指示:
1: 次の(a)〜(c)が抜粋文の内容と合っているかどうかを、それぞれ「はい」か「いいえ」で答えなさい。判断の決め手となる抜粋文の語句も、そのまま引用して添えること。
(a) 著者が最初にデジタルアーカイブを作ったのは、ツバルに住む人々の記憶についてである。
(b) アーカイブはグーグルアースを基礎とした技術で作られている。
(c) 作られたアーカイブは、特定の地域からしかアクセスできない。
2: 抜粋文のうち、「この本は、ビッグデータ、オー」で始まり「でデジタルアーカイブ化する。」まで続く部分を、一字も変えずに書き写しなさい。
3: 抜粋文で「例えば、広島に投下された」で始まる段落を、主な事実を残して短く書き直しなさい。

抜粋文:

•••

この本は、ビッグデータ、オープンデータ、それらを元にしたデジタルアーカイブの作成に至るまでの、著者の経緯を記した一冊である。
「温暖化で沈む国」として有名なツバルに住む人々の記憶を伝える「アーカイブ」をデジタル技術をもって作ったのを皮切りに、広島、長崎、そして東日本大震災に至るまで、様々なテーマをグーグルアースを基礎とした技術でデジタルアーカイブ化する。
これだけ聞くと何のことだか分からないかもしれないが、
簡単に言うと、ネット上の地球儀であるグーグルアース上に、様々な写真やテキストを貼付けマッピングし、
世界中のどこからでもアクセスできるようにした様々な地域の「アーカイブ」を作る。
例えば、広島に投下された原爆の被爆者の方のインタビューが、グーグルアース上の地図にマッピングされ、クリックするとテキストや音声、動画などで閲覧できる、といった感じである。

•••

データ一覧:
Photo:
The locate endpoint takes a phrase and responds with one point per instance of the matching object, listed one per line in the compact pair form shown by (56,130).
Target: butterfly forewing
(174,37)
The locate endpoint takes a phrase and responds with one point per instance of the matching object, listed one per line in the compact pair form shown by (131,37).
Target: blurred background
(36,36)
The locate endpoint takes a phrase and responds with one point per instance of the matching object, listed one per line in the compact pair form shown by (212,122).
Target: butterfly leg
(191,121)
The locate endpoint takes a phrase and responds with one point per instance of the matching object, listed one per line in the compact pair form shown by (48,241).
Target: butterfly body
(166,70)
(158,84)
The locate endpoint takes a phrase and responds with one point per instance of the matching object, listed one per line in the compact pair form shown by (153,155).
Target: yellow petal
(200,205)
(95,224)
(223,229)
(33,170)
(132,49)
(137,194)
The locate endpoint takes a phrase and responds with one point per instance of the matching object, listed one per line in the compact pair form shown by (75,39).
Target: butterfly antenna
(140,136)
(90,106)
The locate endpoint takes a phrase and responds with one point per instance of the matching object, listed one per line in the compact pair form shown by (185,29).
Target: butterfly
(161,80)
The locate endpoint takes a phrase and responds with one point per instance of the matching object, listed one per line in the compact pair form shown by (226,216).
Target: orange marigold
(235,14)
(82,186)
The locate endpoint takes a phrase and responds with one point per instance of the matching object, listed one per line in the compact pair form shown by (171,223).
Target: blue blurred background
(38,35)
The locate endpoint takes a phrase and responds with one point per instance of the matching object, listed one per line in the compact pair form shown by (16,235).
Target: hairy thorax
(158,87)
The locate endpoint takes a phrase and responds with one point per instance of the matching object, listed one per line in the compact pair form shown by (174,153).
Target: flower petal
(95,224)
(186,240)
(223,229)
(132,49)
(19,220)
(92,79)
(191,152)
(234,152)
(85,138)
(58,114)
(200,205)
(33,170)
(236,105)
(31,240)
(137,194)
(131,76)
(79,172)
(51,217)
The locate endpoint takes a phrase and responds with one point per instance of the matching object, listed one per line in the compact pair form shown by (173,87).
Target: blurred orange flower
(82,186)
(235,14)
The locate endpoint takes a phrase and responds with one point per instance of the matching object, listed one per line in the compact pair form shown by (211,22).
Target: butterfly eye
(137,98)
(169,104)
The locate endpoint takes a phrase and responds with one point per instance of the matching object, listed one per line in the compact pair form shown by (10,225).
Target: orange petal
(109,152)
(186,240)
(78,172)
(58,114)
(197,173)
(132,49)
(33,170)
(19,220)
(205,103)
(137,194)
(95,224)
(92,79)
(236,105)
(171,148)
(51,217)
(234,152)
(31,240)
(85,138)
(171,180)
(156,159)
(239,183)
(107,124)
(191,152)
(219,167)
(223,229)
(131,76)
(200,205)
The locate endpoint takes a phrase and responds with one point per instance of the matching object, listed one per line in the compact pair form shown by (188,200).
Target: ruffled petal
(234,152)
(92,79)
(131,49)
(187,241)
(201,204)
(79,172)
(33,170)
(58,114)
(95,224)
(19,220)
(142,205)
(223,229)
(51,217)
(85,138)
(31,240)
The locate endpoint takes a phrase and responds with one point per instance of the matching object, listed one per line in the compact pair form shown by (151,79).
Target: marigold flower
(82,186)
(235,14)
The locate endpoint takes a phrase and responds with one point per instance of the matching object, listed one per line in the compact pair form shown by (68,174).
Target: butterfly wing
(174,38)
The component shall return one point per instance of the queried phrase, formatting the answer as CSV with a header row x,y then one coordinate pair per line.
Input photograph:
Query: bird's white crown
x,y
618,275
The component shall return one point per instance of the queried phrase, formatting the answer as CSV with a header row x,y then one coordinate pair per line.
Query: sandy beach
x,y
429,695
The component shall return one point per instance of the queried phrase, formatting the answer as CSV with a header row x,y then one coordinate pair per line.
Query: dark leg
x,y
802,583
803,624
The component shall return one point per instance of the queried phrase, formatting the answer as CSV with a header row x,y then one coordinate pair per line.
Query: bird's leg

•••

解答一覧:
1:
(a) はい。「ツバルに住む人々の記憶を伝える「アーカイブ」をデジタル技術をもって作ったのを皮切りに」
(b) はい。「様々なテーマをグーグルアースを基礎とした技術でデジタルアーカイブ化する」
(c) いいえ。「世界中のどこからでもアクセスできるようにした」

2:
この本は、ビッグデータ、オープンデータ、それらを元にしたデジタルアーカイブの作成に至るまでの、著者の経緯を記した一冊である。
「温暖化で沈む国」として有名なツバルに住む人々の記憶を伝える「アーカイブ」をデジタル技術をもって作ったのを皮切りに、広島、長崎、そして東日本大震災に至るまで、様々なテーマをグーグルアースを基礎とした技術でデジタルアーカイブ化する。

3: 例：広島の原爆被爆者へのインタビューをグーグルアースの地図上に配置し、クリックするとテキスト・音声・動画で閲覧できるようにする。